GIVEN PASSAGE =>
__________
Fenzer- I wasn't aware of an old WEG module involving penetrating a Star Destroyer. Oops. I hope there aren't too many similarities. Somehow, I don't think there will be, once the action starts... and the action starts SOON... and once it starts, hold on. 

PLUS, here's a teaser. DARTAN is playing Onjo Quee, as Zybor's original player didn't return. What does that tell us? Hmmm...


----------



## Neverwinter Knight (Dec 4, 2003)

Dr Midnight said:
			
		

> PLUS, here's a teaser. DARTAN is playing Onjo Quee, as Zybor's original player didn't return. What does that tell us? Hmmm...




Striking down old ladies with his dual-bladed lightsaber in the name of the light side of the force and then complaining about the darkside points it get's him ???


----------



## idarii (Dec 4, 2003)

Neverwinter Knight said:
			
		

> What's a technician to do without her goggles?
> 
> Anyway, hi. Where's the rest of the Rhode Island gang?





hello there 

goggles do not make one great, they make one ....... huh, i guess they do make one great.


----------



## Broccli_Head (Dec 4, 2003)

Your friendly neighborhood veggie signing up!


----------



## Dr Midnight (Dec 8, 2003)

Avara Tel, as drern-up by Idarii


----------



## Lela (Dec 8, 2003)

> It was, however, profoundly disturbing.



I don't think I've ever agreed with a statement more. . .


----------



## Neverwinter Knight (Dec 8, 2003)

Hubba, hubba...


----------



## Dr Midnight (Dec 10, 2003)

All right, crappy developments!

Due to SEVERAL factors, EVERY PLAYER, save ONE- has dropped out of the game. Thanks, players! Thanks for your support. Cite misunderstandings, sloth and general prick-ness... but I thought you readers should know now. The campaign and the story hang by a thread... 

...but  I will try to go forth. Idarii has a group of SW fans that could jump in. They won't take over the old characters, so I'll just ram the campaign forth in a disjointed manner. It won't hold water as an epic story anymore, but dammit, I've got some great stuff plotted out that I want to put into action.
__________
SUPPLIED DATA =>
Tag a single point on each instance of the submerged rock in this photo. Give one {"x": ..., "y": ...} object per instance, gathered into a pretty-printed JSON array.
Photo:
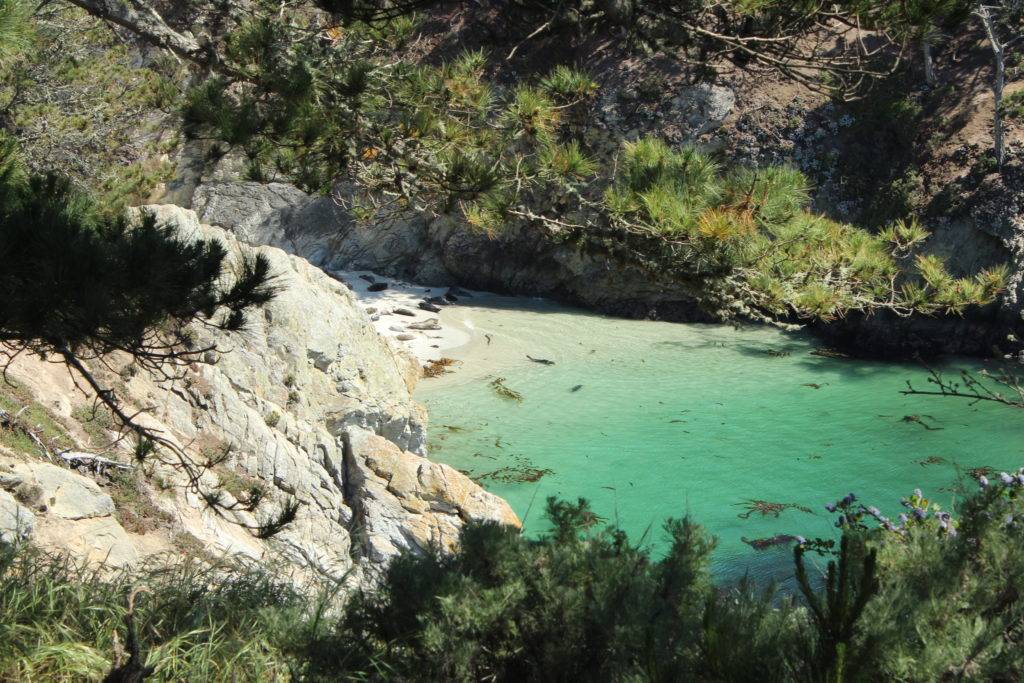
__________
AIM A => In the forum thread, who is playing Onjo Quee?
AIM B => Which distinct usernames appear as post headers in the forum thread? List each one once.
AIM C => Write the next part of the forum thread, picking up right after its final post.
The material can be set aside; nothing here depends on it.

WRITTEN ANSWER A => DARTAN is playing Onjo Quee, since Zybor's original player didn't return.

WRITTEN ANSWER B => Neverwinter Knight, idarii, Broccli_Head, Dr Midnight, Lela

WRITTEN ANSWER C =>
----------



## JDragon (Dec 10, 2003)

Bummer


----------



## Lela (Dec 11, 2003)

As long as Doc's writing it, I'll probably read it.


----------



## Neverwinter Knight (Dec 11, 2003)

I agree with both JDragon and Lela. I'll miss the old characters, but a Story Hour by Dr. Midnight is too good to pass up!


----------



## Broccli_Head (Dec 11, 2003)

I agree, Doc. It's your name that has the star power!


----------



## Krellic (Dec 11, 2003)

Hey!  I've only just found your new thread Doc and it's already looking rocky?  Best of luck with the replacement players.  There is nothing worse than having all your evil plans wasted

Nice to see a Dr. Midnight Story Hour again though...


----------



## Dr Midnight (Dec 12, 2003)

“State your code,” a nervous voice said through the console’s speaker. 

“1115-A23578-D72,” Avara answered. 

“The tech squad,” the voice said with audible relief. “We’ve been waiting for you. Please pull into the hangar bay immediately.”

The ship drifted into the Impervious’ landing bay. The four passengers aboard held their breath as their tiny shuttle was swallowed whole by the enormous craft. Behind them, TIE fighters swooped and cut through space, on alert for any threat. 

The shuttle touched down inside the massive hangar. The hangar was white-walled and rimmed with bright white lights. The floor was a polished, nearly mirror-bright black. All around, different ships were grounded or being guided into or out of place by Imperial landing crew.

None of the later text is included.